** WORK TO DO **
Find "Pin every instance of the horizontal" in the data, then restate the line it sits in and every later line word for word, ending with the last line.

** DATASET RECORDS **
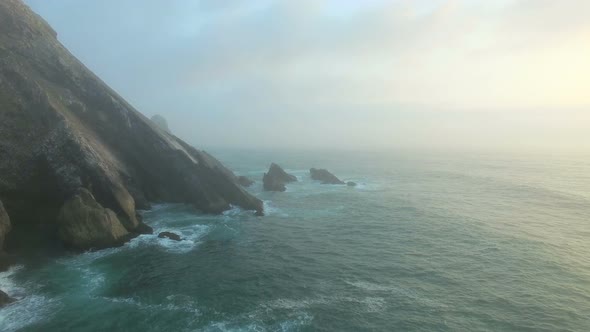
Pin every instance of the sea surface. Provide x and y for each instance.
(428, 241)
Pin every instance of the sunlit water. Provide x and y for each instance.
(426, 242)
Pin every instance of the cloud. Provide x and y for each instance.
(343, 71)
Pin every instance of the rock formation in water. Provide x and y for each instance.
(83, 223)
(169, 235)
(324, 176)
(276, 178)
(4, 226)
(161, 122)
(245, 181)
(5, 299)
(62, 129)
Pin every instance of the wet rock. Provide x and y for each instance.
(84, 224)
(276, 178)
(5, 299)
(245, 181)
(161, 122)
(62, 128)
(324, 176)
(169, 235)
(4, 225)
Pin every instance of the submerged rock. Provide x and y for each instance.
(276, 178)
(84, 224)
(169, 235)
(5, 299)
(245, 181)
(324, 176)
(62, 128)
(161, 122)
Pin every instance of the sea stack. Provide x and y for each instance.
(245, 181)
(169, 235)
(276, 178)
(63, 129)
(324, 176)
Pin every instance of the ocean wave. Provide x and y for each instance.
(169, 305)
(29, 308)
(369, 303)
(395, 290)
(271, 210)
(294, 323)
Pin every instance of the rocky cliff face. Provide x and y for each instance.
(4, 226)
(325, 176)
(276, 178)
(161, 122)
(62, 129)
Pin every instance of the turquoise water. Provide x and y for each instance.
(426, 242)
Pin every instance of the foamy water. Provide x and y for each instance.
(423, 243)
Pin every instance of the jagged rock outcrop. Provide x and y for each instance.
(276, 178)
(5, 299)
(62, 128)
(161, 122)
(4, 225)
(245, 181)
(84, 224)
(324, 176)
(169, 235)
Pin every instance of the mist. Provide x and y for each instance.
(344, 74)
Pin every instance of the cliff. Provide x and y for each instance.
(63, 129)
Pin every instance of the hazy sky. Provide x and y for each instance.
(345, 73)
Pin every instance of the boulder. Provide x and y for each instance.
(276, 178)
(161, 122)
(244, 181)
(324, 176)
(169, 235)
(5, 299)
(84, 224)
(62, 128)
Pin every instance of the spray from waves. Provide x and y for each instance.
(293, 323)
(271, 210)
(172, 304)
(369, 304)
(29, 308)
(398, 291)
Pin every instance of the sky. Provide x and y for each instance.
(348, 74)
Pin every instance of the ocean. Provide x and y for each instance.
(427, 241)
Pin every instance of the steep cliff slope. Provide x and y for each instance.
(62, 129)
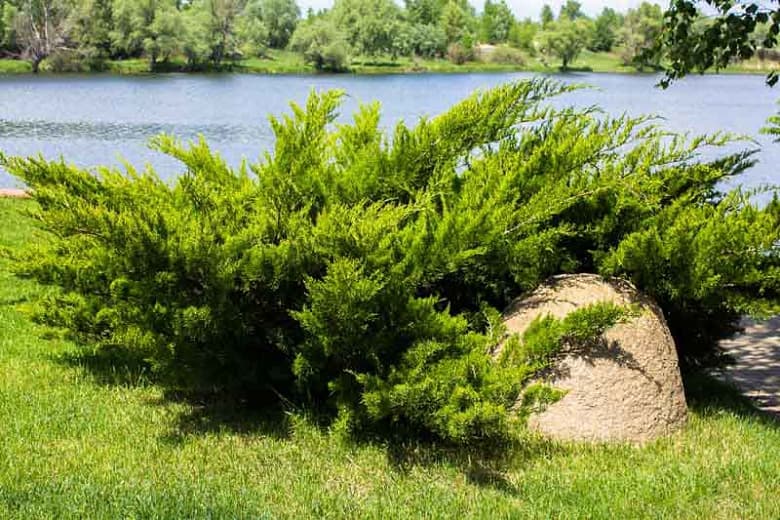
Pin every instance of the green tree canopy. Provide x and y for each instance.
(496, 21)
(279, 17)
(368, 24)
(571, 10)
(605, 29)
(322, 44)
(563, 40)
(705, 34)
(639, 35)
(547, 16)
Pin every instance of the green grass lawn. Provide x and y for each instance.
(82, 441)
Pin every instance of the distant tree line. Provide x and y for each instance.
(85, 34)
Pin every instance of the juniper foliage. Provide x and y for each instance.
(363, 274)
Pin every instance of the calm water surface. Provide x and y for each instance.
(93, 120)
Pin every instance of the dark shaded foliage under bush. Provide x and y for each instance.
(362, 274)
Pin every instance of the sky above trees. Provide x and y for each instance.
(524, 8)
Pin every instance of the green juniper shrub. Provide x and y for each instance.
(361, 274)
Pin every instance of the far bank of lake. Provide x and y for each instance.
(96, 119)
(287, 62)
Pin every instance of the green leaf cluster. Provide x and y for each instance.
(362, 274)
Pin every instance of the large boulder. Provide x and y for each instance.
(627, 387)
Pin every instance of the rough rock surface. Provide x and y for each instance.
(626, 389)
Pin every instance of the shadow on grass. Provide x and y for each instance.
(205, 412)
(213, 414)
(110, 366)
(487, 466)
(709, 396)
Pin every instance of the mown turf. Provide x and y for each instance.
(84, 441)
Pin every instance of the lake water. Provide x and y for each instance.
(93, 120)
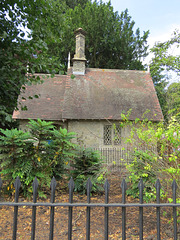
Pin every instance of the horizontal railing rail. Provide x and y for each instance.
(106, 205)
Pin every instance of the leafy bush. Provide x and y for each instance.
(143, 167)
(159, 154)
(41, 152)
(87, 164)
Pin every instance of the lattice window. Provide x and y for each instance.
(117, 135)
(112, 135)
(107, 135)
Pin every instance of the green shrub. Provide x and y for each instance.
(143, 166)
(41, 152)
(87, 164)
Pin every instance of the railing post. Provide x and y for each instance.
(174, 188)
(53, 188)
(141, 187)
(158, 187)
(88, 187)
(123, 187)
(33, 226)
(71, 188)
(17, 185)
(106, 210)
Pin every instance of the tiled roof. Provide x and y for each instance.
(99, 94)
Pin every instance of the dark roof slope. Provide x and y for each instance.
(99, 94)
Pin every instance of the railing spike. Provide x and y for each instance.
(0, 183)
(141, 185)
(124, 184)
(35, 184)
(174, 185)
(17, 183)
(158, 184)
(71, 183)
(53, 183)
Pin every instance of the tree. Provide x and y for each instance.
(163, 63)
(16, 53)
(173, 100)
(110, 41)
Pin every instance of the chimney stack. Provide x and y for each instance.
(79, 60)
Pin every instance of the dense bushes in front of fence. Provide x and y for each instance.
(44, 151)
(150, 162)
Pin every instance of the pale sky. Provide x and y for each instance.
(160, 17)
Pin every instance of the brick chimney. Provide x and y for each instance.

** SOLUTION FOR THIS TASK **
Pin every instance of the horizontal railing rail. Provide x and y for each instance.
(106, 205)
Pin every instance of the leafy bush. Provide x and y for each instance.
(143, 167)
(159, 154)
(41, 152)
(87, 164)
Pin every instance of the lattice window. Provide x and y for each instance.
(117, 135)
(112, 135)
(107, 135)
Pin every instance of the green shrub. Provide x and y for each instance.
(143, 166)
(41, 152)
(87, 164)
Pin every instance of the railing post. Provide x and y for each instance.
(174, 188)
(53, 188)
(141, 187)
(158, 187)
(88, 187)
(123, 187)
(33, 226)
(71, 188)
(17, 185)
(106, 210)
Pin every instance of the tiled roof. Provide x and y for each instance.
(99, 94)
Pin every instance of the dark roof slope. Provide x and y for each instance.
(99, 94)
Pin every instance of the railing spike. Provide x and y for each instance.
(0, 183)
(141, 185)
(124, 184)
(35, 184)
(174, 185)
(17, 183)
(158, 184)
(71, 183)
(53, 183)
Pin every instance of the tree. Provide x and y for each instance.
(163, 63)
(16, 53)
(173, 100)
(110, 41)
Pin every instance of the chimney stack. Provide x and y for each instance.
(79, 60)
Pin every instance of the dense bushes in front of fence. Provide x and y for each instance.
(44, 151)
(150, 162)
Pin every instance of the pale sky. Provide x and y for each instance.
(160, 17)
Pin every instance of the brick chimney. Provide x and y for each instance.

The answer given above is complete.